> YOUR GOAL
Reproduce each of the following records line for line, without changing a single character, and leave out the pictures.

** start **

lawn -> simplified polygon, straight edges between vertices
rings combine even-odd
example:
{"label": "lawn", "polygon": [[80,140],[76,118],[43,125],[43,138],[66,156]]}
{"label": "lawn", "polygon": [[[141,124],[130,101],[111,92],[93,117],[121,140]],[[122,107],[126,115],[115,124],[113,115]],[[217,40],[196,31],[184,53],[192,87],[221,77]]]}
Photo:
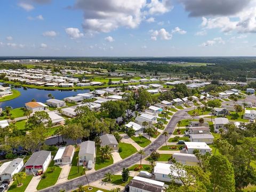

** end **

> RIGHT ANSWER
lawn -> simplified polygon, straight edges between vertices
rings combine even-odd
example:
{"label": "lawn", "polygon": [[80,140],[76,118],[43,125],[43,138],[66,156]]}
{"label": "lawn", "polygon": [[[141,124],[130,101],[111,92],[93,117],[121,140]],[[122,107],[126,115],[115,124],[113,115]],[[217,40],[196,31],[184,53],[192,87],[221,77]]]}
Photo:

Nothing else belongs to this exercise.